## Work to be completed
Reproduce the lines below word for word, starting at the line that contains "For the trial run, indicate each instance of the woman" and ending at the line that contains "x=511 y=365", with both of those lines included.

## Records to process

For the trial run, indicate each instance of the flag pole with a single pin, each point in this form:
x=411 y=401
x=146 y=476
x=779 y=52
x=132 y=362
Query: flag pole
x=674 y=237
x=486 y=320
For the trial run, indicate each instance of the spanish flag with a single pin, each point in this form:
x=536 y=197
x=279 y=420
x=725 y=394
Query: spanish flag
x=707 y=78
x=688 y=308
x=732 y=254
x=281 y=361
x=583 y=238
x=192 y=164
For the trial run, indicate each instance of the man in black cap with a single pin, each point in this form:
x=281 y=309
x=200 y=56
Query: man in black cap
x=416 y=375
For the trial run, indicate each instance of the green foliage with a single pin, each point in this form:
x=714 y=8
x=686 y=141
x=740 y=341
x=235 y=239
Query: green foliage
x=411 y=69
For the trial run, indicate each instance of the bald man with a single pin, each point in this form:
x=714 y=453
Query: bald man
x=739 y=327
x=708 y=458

==

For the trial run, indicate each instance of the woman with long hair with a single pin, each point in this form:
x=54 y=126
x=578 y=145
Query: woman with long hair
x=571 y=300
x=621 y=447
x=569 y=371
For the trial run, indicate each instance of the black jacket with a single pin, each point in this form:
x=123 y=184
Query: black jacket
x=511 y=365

## Task solution
For the trial run, indicate each instance of the woman with long hair with a single pin, each point in this form:
x=54 y=126
x=578 y=145
Query: woman with long hair
x=571 y=300
x=621 y=447
x=569 y=371
For the trial run, indicate each instance of the black jacket with a single pin, each point in this form:
x=123 y=184
Query: black jacket
x=511 y=365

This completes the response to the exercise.